Work order:
Please report how many lines in the data underneath hold the word "sample", with no other text.

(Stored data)
-=-=-

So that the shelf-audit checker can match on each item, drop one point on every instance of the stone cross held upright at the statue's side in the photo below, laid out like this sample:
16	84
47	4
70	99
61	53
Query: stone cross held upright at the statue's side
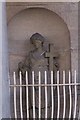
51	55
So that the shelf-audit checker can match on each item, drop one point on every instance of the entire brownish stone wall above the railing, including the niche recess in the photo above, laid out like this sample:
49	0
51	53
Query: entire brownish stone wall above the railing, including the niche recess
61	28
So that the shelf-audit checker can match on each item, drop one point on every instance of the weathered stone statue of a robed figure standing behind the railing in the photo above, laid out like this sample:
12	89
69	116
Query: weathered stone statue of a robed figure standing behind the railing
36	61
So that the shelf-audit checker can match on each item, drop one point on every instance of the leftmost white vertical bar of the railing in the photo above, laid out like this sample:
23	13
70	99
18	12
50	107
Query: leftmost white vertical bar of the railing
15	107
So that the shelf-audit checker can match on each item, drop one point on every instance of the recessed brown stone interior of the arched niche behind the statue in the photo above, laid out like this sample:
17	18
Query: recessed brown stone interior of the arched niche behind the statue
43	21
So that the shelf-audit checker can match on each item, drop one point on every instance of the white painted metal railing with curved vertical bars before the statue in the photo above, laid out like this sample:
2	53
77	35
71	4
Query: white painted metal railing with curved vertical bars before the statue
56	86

-=-=-

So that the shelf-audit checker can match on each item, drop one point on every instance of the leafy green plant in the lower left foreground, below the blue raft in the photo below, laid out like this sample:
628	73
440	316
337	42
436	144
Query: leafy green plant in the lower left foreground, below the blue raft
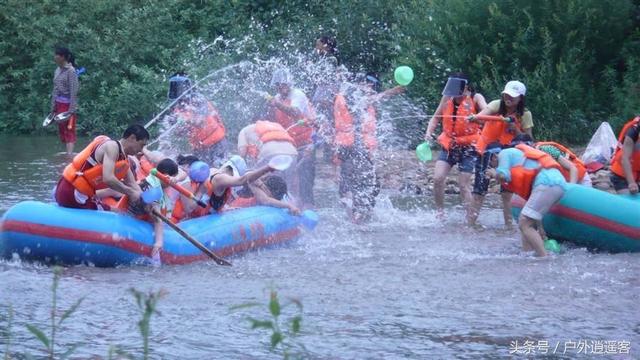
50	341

-=-=-

Written response:
7